:: ENTRIES SHOWN ::

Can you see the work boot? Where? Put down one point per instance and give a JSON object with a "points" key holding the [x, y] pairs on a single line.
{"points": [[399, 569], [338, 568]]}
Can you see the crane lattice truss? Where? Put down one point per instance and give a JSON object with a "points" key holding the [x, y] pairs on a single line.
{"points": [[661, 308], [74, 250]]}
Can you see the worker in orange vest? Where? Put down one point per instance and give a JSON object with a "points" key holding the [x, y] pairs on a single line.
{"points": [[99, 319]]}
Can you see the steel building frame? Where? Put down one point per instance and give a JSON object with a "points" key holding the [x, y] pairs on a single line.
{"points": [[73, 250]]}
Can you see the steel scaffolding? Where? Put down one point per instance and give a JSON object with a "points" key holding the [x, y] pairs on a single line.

:::

Starting with the line containing "Can you see the crane" and going on through the end of the items, rewrite the lines with "instance" replaced by "occurrence" and nothing else changed. Return only those lines.

Can you see the crane lattice truss? Where? Put down one point per occurrence and give a JSON object with a "points" key holding the [x, y] pairs on a single line.
{"points": [[661, 308], [74, 250]]}
Can you see the worker in orange vest? Where? Put down one point per occurrence and give a JSON object with a "points" key holding the [x, y] pairs on a single line.
{"points": [[99, 319]]}
Can you see the steel building frame? Where? Put down one point per occurrence and give a JSON object with a "points" key holding the [x, y] pairs on a single line.
{"points": [[73, 250]]}
Can you see the steel scaffolding? Where? Put down one point per occurrence and give a JSON object with a "points" key holding the [x, y] pairs on a single line.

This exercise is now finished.